> _FRAGMENT STRONY_:
□ □ □ □ □

Przejdź do treści
Przejdź do stopki

Chcemy chronić młodzież

Treść

Z Jarosławem Narkiewiczem, członkiem Akcji Wyborczej Polaków na Litwie i posłem na Sejm Republiki Litewskiej, rozmawia Wojciech Kobryń
Co zdecydowało o tym, że parlament litewski przyjął ustawę o ochronie nieletnich, która zakazuje wszelkiej promocji i reklamy homoseksualizmu, biseksualizmu i poligamii?
- Ustawa ma szeroki zakres, a zakaz promocji postaw, o których pan wspomniał, jest tylko jednym z wielu punktów, o których mówi nowe prawo. Członkowie parlamentu doszli do wniosku, że nie można tolerować zachowań, które mają negatywny wpływ na dzieci. Zdecydowała o tym przede wszystkim obecna sytuacja w mediach, gdzie widzimy nasilenie przemocy, do której mają dostęp nieletni. Widzimy również próby pozytywnego przedstawiania homoseksualizmu czy biseksualizmu nie tylko w audycjach rozrywkowych czy publicystycznych, ale również w programach edukacyjnych. Tymczasem zapomina się, że są to postawy niezgodne z prawem naturalnym i chrześcijaństwem. Ustawa jednak nie jest dla nas w pełni satysfakcjonująca, ponieważ próbowaliśmy wprowadzić oddzielny punkt, aby jeszcze bardziej ograniczyć wpływy tych grup i uniemożliwić szerzenie niewłaściwych postaw seksualnych.

□ □ □ □ □

> _Pozycje zbioru danych_:
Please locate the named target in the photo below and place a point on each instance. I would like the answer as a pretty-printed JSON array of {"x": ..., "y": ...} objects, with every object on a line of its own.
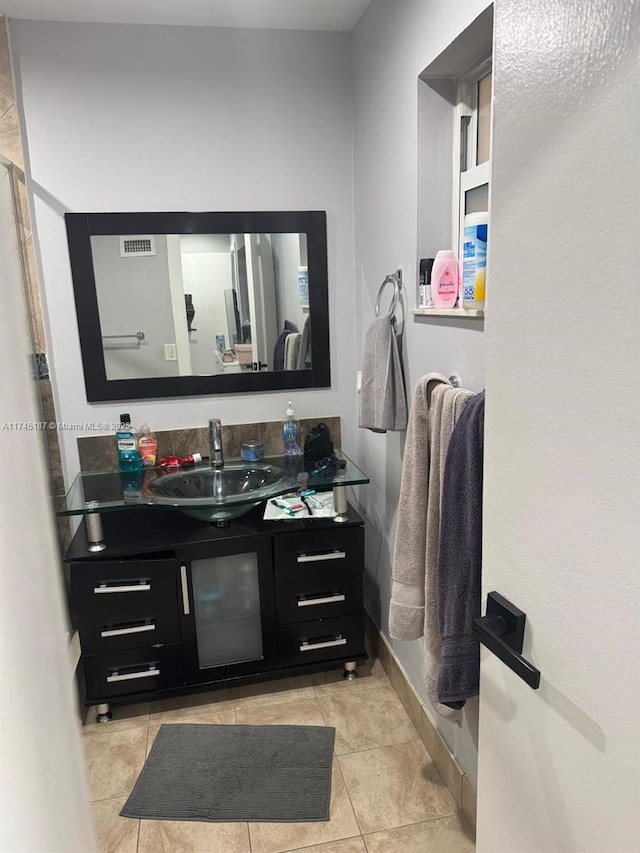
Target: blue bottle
[
  {"x": 129, "y": 458},
  {"x": 291, "y": 434}
]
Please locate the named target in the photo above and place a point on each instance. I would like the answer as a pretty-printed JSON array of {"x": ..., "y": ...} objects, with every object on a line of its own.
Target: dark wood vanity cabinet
[{"x": 173, "y": 605}]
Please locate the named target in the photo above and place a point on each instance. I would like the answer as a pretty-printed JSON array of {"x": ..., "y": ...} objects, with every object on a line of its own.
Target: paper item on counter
[{"x": 325, "y": 510}]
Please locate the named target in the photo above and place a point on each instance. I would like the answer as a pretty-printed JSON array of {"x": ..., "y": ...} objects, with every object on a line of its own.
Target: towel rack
[
  {"x": 139, "y": 336},
  {"x": 395, "y": 279}
]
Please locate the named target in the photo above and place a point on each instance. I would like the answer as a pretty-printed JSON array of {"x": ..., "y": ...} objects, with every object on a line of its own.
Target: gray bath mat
[{"x": 235, "y": 773}]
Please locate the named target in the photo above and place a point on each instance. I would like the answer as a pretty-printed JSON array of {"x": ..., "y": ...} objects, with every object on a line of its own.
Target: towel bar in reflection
[{"x": 138, "y": 337}]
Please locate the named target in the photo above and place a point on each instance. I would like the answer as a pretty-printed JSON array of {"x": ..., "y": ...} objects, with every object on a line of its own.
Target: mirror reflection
[{"x": 174, "y": 305}]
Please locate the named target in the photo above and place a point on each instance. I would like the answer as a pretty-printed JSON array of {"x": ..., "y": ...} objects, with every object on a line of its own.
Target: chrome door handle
[
  {"x": 312, "y": 558},
  {"x": 502, "y": 632},
  {"x": 308, "y": 647},
  {"x": 129, "y": 676},
  {"x": 120, "y": 632},
  {"x": 144, "y": 586},
  {"x": 185, "y": 590},
  {"x": 325, "y": 599}
]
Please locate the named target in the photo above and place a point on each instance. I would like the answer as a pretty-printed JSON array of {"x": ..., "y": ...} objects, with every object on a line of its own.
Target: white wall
[
  {"x": 558, "y": 767},
  {"x": 392, "y": 45},
  {"x": 134, "y": 295},
  {"x": 128, "y": 118},
  {"x": 206, "y": 276}
]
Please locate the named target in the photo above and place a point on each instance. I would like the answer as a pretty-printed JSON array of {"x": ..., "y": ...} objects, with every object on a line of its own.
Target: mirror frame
[{"x": 82, "y": 226}]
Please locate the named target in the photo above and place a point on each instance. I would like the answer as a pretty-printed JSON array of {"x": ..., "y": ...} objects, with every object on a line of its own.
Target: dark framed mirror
[{"x": 187, "y": 304}]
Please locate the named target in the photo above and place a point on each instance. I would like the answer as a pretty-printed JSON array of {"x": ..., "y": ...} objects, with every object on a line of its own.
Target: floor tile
[
  {"x": 394, "y": 786},
  {"x": 365, "y": 718},
  {"x": 305, "y": 712},
  {"x": 114, "y": 834},
  {"x": 196, "y": 700},
  {"x": 444, "y": 835},
  {"x": 272, "y": 692},
  {"x": 348, "y": 845},
  {"x": 370, "y": 674},
  {"x": 202, "y": 715},
  {"x": 183, "y": 836},
  {"x": 114, "y": 759},
  {"x": 123, "y": 718},
  {"x": 279, "y": 837}
]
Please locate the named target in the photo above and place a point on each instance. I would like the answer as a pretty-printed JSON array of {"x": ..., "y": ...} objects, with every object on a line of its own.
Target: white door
[
  {"x": 558, "y": 767},
  {"x": 262, "y": 299}
]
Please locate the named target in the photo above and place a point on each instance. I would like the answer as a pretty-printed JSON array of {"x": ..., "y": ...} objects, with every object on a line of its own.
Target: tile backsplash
[{"x": 99, "y": 453}]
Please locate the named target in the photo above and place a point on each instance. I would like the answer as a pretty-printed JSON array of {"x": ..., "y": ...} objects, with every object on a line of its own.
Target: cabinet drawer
[
  {"x": 131, "y": 671},
  {"x": 146, "y": 627},
  {"x": 323, "y": 594},
  {"x": 297, "y": 553},
  {"x": 121, "y": 589},
  {"x": 322, "y": 640}
]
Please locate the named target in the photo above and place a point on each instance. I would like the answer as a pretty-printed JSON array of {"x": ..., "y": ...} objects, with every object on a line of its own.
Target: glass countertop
[{"x": 111, "y": 491}]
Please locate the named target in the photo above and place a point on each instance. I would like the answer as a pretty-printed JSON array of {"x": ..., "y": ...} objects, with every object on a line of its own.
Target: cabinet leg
[
  {"x": 350, "y": 671},
  {"x": 103, "y": 713}
]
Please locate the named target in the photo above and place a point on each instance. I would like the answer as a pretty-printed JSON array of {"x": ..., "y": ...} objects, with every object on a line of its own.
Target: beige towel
[
  {"x": 413, "y": 611},
  {"x": 383, "y": 404}
]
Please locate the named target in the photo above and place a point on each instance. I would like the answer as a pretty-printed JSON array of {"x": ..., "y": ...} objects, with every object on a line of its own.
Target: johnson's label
[{"x": 447, "y": 286}]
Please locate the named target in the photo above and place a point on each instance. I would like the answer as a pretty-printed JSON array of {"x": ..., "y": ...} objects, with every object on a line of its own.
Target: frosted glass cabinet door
[{"x": 227, "y": 611}]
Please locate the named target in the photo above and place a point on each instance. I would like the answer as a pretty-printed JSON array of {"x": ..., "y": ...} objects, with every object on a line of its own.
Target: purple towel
[{"x": 460, "y": 557}]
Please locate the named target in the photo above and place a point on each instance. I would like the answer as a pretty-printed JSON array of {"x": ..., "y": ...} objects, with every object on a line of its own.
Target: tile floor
[{"x": 386, "y": 797}]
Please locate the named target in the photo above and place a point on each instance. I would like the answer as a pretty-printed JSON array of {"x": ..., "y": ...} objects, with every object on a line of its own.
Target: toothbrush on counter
[{"x": 290, "y": 509}]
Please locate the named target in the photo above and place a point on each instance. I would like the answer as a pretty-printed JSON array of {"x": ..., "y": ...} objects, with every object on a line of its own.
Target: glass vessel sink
[{"x": 228, "y": 492}]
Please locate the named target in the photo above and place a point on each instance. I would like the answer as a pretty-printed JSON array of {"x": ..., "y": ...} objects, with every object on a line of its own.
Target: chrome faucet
[{"x": 215, "y": 442}]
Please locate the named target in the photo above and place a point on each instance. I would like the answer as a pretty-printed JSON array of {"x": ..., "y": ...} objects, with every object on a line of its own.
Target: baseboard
[
  {"x": 73, "y": 650},
  {"x": 453, "y": 776}
]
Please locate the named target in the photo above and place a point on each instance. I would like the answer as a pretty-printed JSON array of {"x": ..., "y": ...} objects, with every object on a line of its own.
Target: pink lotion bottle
[{"x": 445, "y": 280}]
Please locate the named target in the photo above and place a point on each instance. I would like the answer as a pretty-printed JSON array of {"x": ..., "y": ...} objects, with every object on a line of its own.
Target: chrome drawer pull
[
  {"x": 119, "y": 632},
  {"x": 134, "y": 587},
  {"x": 307, "y": 647},
  {"x": 129, "y": 676},
  {"x": 326, "y": 599},
  {"x": 313, "y": 558},
  {"x": 185, "y": 591}
]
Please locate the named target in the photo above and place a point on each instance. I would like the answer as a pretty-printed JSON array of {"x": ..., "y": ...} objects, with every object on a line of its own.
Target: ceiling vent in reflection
[{"x": 137, "y": 245}]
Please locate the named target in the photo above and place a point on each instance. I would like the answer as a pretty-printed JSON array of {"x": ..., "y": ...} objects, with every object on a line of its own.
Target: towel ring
[{"x": 396, "y": 280}]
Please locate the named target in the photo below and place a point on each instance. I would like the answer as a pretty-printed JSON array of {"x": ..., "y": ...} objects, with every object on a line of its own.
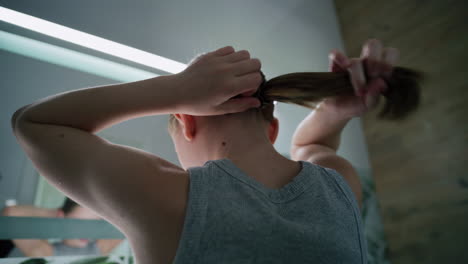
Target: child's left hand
[{"x": 208, "y": 85}]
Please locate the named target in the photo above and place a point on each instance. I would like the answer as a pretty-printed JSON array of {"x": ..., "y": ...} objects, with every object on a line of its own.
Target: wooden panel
[{"x": 420, "y": 165}]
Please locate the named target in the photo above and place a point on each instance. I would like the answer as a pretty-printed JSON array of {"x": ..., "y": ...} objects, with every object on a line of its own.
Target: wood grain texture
[{"x": 420, "y": 165}]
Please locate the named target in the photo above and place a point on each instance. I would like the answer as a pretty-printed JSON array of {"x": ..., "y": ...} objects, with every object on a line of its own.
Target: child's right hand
[{"x": 378, "y": 63}]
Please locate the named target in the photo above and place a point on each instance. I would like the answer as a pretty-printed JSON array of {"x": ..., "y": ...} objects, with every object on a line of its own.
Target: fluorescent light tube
[
  {"x": 90, "y": 41},
  {"x": 71, "y": 59}
]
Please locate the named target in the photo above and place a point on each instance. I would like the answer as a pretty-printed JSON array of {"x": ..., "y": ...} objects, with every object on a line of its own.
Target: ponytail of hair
[{"x": 309, "y": 88}]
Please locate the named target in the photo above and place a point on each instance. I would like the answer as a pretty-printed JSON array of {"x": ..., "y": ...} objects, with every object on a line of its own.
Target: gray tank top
[
  {"x": 232, "y": 218},
  {"x": 60, "y": 249}
]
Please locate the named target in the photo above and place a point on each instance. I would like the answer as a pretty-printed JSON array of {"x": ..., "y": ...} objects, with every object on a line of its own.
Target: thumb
[{"x": 240, "y": 104}]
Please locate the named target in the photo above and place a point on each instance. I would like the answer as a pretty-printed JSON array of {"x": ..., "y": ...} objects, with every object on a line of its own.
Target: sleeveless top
[
  {"x": 232, "y": 218},
  {"x": 60, "y": 249}
]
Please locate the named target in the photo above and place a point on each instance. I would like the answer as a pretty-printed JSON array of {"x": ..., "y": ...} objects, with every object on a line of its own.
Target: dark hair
[
  {"x": 68, "y": 205},
  {"x": 308, "y": 89}
]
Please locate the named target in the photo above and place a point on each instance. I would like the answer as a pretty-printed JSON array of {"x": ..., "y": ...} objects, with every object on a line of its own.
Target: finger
[
  {"x": 357, "y": 76},
  {"x": 246, "y": 67},
  {"x": 372, "y": 53},
  {"x": 373, "y": 95},
  {"x": 390, "y": 58},
  {"x": 224, "y": 51},
  {"x": 337, "y": 61},
  {"x": 237, "y": 56},
  {"x": 240, "y": 104}
]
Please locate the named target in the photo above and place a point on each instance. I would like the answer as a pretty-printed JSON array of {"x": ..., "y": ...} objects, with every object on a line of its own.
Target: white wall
[{"x": 287, "y": 36}]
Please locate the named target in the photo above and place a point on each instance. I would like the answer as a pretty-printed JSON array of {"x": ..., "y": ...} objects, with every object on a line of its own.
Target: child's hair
[
  {"x": 308, "y": 89},
  {"x": 68, "y": 205}
]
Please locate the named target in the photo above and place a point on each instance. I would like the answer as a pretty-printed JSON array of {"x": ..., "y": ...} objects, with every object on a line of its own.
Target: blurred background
[{"x": 414, "y": 172}]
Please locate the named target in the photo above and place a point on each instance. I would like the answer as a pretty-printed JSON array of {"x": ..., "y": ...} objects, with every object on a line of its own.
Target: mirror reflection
[{"x": 65, "y": 247}]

□ □ □ □ □

> _POLECENIA DO ZADAŃ_:
[A] Co według wywiadu z Jarosławem Narkiewiczem przede wszystkim zdecydowało o przyjęciu ustawy o ochronie nieletnich?
[B] Określ, czy poniższe stwierdzenia są zgodne z wywiadem z Jarosławem Narkiewiczem, i przy każdym przytocz rozstrzygające słowa tekstu: (i) zakaz promocji homoseksualizmu, biseksualizmu i poligamii jest jedynym punktem ustawy; (ii) rozmowę przeprowadził Wojciech Kobryń; (iii) rozmówca uważa ustawę za w pełni satysfakcjonującą.
[C] Napisz dalszy ciąg wywiadu z Jarosławem Narkiewiczem, zaczynając zaraz po jego ostatnim zdaniu.

> _ODPOWIEDZI PONIŻEJ_:
[A] Przede wszystkim obecna sytuacja w mediach, gdzie widać nasilenie przemocy, do której mają dostęp nieletni.

[B]
(i) Nie: „jest tylko jednym z wielu punktów, o których mówi nowe prawo”.
(ii) Tak: „rozmawia Wojciech Kobryń”.
(iii) Nie: „Ustawa jednak nie jest dla nas w pełni satysfakcjonująca”.

[C]
Unia Europejska lobbuje na rzecz homoseksualistów i innych "mniejszości seksualnych". Czy litewski parlament nie obawia się w tej sytuacji ostrej reakcji UE?
- Grupy homoseksualne, które chcą dla siebie niczym nieograniczonej swobody, na każde niepomyślne dla nich przepisy reagują bardzo głośno. Świadczy to o ich pragnieniu, by tego typu zachowania były jeszcze bardziej promowane, i jestem pewien, że nie obejdzie się bez nacisków UE. Mimo to Litwa jest niepodległym państwem, więc może uprawiać samodzielną politykę, choć lobbing w kierunku tych grup oczywiście nie jest wykluczony.
Środowiska gejowskie zapowiedziały, że zwrócą się do prezydenta Valdasa Adamkusa, by odrzucił tę ustawę. Czy weto jest możliwe?
- Zasadniczym pytaniem jest, czy obecny prezydent zatwierdzi tę ustawę, czy też zostawi ją swojemu następcy Dalii Grybauskaite.. Ale osobiście myślę, że prezydent ją podpisze.
Dziękuję za rozmowę.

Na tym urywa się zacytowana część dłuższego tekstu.